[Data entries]
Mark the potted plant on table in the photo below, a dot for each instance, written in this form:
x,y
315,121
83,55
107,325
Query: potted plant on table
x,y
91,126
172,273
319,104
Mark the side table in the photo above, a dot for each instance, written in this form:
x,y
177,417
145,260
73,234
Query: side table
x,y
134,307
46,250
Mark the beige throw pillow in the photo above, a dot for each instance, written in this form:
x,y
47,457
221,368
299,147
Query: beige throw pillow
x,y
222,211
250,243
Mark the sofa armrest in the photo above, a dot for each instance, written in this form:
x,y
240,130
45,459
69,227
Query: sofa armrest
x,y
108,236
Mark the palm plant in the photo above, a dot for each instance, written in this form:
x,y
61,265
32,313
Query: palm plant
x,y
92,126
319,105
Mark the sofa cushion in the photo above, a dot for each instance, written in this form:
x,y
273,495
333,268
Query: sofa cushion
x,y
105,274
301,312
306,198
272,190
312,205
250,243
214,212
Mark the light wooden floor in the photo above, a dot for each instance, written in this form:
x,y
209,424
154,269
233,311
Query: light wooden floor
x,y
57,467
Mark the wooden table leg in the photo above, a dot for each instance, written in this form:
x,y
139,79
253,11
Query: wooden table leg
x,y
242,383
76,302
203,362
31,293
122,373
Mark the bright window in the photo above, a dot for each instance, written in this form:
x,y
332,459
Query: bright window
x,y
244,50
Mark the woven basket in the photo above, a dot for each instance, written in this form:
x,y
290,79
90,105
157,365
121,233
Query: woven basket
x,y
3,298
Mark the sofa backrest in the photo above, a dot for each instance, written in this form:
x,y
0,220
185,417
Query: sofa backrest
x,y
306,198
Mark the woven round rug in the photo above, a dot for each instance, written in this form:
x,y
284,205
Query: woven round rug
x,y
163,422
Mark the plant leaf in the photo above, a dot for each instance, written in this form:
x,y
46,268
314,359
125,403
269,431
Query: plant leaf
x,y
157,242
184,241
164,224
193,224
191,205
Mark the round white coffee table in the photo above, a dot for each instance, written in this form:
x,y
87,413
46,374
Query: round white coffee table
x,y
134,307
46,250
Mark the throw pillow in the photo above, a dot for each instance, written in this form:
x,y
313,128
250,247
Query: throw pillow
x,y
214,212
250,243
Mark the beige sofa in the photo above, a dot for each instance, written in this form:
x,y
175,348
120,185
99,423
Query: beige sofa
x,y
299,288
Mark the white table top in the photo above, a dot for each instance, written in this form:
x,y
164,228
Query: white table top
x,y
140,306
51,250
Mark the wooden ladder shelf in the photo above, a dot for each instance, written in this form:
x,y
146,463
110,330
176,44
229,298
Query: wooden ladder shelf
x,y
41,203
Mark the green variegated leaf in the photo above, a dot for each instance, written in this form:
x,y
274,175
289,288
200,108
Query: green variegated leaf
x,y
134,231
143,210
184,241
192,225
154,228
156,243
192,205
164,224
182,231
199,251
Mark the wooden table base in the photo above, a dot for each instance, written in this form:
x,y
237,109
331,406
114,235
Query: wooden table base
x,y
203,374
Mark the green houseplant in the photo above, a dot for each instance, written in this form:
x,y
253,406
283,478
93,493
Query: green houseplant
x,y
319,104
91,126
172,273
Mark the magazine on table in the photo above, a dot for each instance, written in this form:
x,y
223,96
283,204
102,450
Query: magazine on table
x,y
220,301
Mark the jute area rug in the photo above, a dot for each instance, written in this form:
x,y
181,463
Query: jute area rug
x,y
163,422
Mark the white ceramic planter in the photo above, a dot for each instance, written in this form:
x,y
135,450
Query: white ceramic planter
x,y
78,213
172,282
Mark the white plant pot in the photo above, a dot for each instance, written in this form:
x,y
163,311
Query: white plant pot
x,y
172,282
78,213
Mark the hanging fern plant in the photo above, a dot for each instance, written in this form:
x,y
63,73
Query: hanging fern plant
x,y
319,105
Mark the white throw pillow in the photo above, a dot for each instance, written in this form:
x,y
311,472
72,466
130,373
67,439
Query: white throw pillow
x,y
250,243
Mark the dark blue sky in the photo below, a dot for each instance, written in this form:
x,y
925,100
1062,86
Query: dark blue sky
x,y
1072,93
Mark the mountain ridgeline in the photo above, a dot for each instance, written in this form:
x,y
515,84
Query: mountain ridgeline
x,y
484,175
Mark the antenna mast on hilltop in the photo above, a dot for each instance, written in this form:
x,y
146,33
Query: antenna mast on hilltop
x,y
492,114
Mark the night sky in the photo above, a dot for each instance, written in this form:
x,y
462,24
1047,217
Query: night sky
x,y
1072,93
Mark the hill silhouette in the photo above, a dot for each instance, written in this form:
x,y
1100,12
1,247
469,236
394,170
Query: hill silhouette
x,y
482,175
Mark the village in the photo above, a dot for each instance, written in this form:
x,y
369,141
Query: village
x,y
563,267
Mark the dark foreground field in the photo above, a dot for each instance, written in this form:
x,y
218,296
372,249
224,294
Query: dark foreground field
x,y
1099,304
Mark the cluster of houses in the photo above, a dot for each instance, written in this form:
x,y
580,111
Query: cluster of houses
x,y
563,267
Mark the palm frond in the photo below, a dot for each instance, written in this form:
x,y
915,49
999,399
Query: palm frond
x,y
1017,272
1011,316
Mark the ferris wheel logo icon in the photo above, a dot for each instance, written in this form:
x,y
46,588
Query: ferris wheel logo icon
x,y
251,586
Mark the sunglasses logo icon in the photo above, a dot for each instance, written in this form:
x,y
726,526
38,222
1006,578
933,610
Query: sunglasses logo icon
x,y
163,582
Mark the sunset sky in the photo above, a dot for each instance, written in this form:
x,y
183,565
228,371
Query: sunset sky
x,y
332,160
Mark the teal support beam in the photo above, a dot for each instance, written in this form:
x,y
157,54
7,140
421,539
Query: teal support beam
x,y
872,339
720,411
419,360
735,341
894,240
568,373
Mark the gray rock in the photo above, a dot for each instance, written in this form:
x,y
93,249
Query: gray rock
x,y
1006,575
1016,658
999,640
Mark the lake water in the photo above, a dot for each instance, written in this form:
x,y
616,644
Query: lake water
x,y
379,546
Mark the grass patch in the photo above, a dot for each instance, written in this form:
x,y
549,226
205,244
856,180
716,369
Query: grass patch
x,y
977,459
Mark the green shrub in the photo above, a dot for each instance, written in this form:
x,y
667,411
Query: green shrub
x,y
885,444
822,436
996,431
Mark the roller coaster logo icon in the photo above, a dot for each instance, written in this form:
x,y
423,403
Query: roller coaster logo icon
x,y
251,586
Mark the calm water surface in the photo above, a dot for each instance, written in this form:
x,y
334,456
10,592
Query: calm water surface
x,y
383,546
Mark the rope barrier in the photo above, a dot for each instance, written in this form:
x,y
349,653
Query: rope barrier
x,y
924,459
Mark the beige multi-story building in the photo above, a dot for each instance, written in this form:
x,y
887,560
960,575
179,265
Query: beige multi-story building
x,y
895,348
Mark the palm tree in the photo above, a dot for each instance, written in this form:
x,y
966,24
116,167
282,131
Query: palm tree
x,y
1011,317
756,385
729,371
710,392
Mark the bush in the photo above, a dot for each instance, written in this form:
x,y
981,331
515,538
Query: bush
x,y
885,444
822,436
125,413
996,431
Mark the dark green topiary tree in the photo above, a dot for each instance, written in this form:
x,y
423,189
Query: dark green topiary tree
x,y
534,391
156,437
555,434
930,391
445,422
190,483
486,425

» DESCRIPTION OF THE TASK: Take from the entries every line that has the string "below".

» ANSWER TO THE PROBLEM:
Mark the potted plant on table in the photo below, a dot for each instance, written in this form:
Mark the dark blue sky in the photo below, a dot for each instance, written in this form:
Mark the palm frond in the photo below, a dot for each instance, written in this form:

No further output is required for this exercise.